◆ Work required
Write out the stretch of lines below that begins at the line with "t-shirt with stripes" and ends at the line with "super quick favor, look at the pic and box the denim", including both, exactly as given and nothing more.

━━ Material for the task ━━

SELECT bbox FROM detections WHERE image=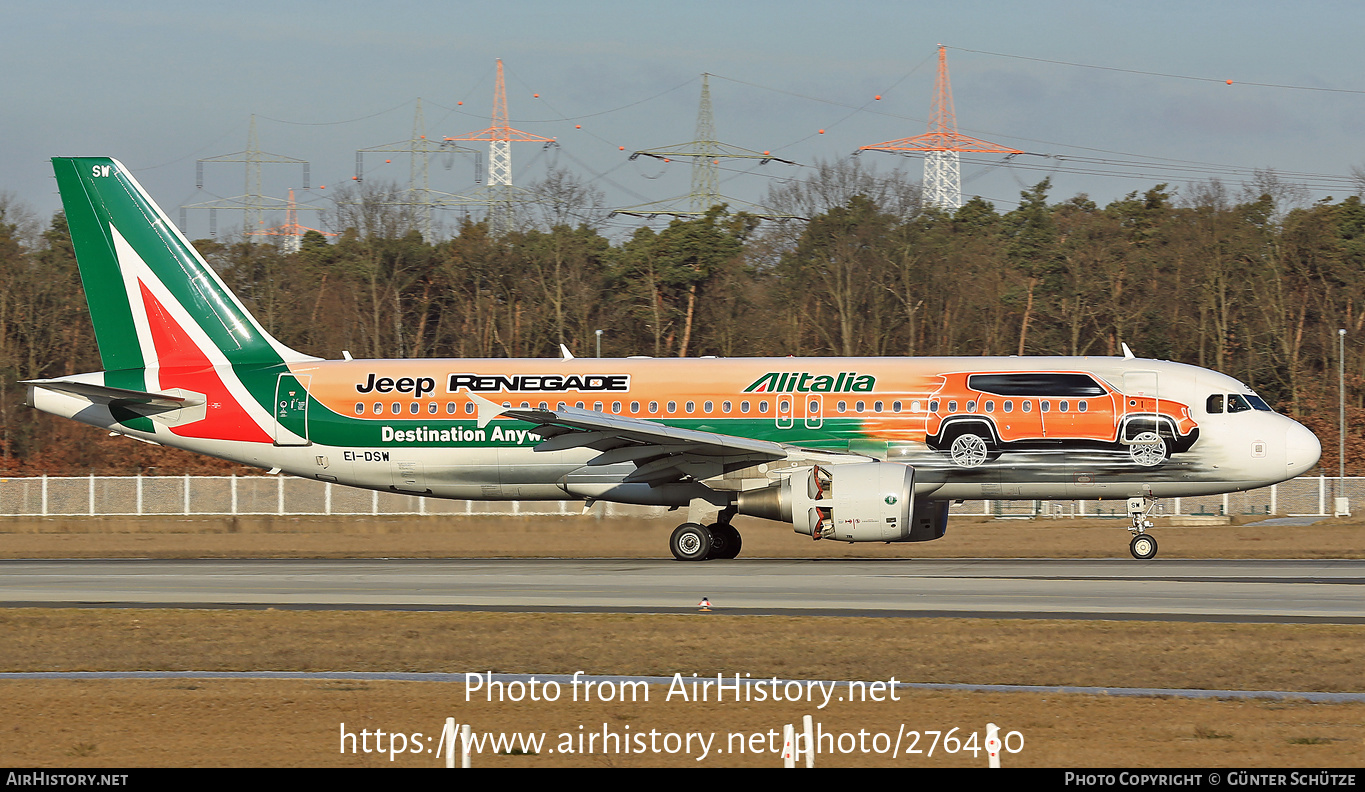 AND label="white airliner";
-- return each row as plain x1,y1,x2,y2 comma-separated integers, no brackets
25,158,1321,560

━━━
━━ Material for the task ━━

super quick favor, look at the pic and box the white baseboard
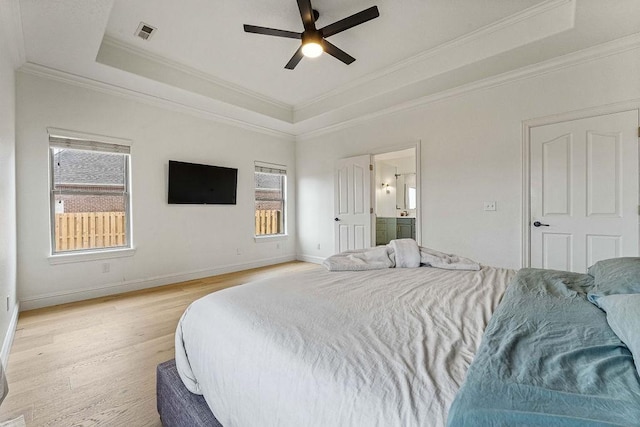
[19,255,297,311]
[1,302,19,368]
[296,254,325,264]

━━━
━━ Material for the task ━━

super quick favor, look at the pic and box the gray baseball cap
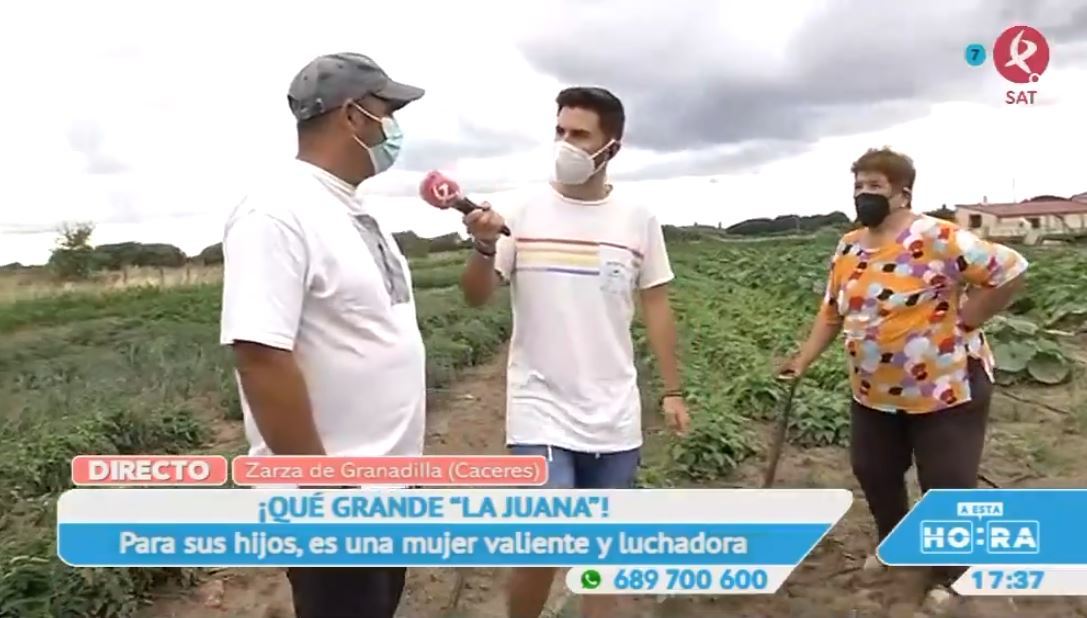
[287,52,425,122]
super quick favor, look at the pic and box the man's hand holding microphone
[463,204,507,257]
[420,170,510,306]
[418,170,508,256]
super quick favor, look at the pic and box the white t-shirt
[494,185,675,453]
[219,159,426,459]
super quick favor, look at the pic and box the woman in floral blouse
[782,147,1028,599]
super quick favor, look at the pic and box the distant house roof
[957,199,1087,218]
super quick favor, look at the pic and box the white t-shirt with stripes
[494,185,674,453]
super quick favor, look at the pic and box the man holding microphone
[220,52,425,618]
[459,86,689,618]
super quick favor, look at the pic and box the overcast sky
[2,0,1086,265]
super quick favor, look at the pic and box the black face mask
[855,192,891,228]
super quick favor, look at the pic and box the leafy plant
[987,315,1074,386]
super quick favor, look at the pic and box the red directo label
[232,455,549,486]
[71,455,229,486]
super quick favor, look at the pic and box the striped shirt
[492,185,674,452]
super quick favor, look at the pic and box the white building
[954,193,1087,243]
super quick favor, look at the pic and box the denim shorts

━━━

◆ Exercise answer
super quick favor, look at the pic and box the white t-shirt with stripes
[494,185,674,453]
super quick favor, look at the pic and box the man holding microphone
[220,52,425,618]
[459,86,689,618]
super quick favor, look at the pic and box the overcast sky
[2,0,1086,265]
super quick favor, look at the pic and box the black face mask
[855,192,891,228]
super quick favor, look at the pic and box the leafy plant
[987,315,1074,386]
super quick favor, look at the pic and box the red directo label
[232,455,549,486]
[71,455,229,486]
super quick favor, look at the pic and box the striped shirt
[492,185,674,452]
super quick favor, look at the pic and box the white building
[954,193,1087,243]
super quick favor, look at the pic and box the denim shorts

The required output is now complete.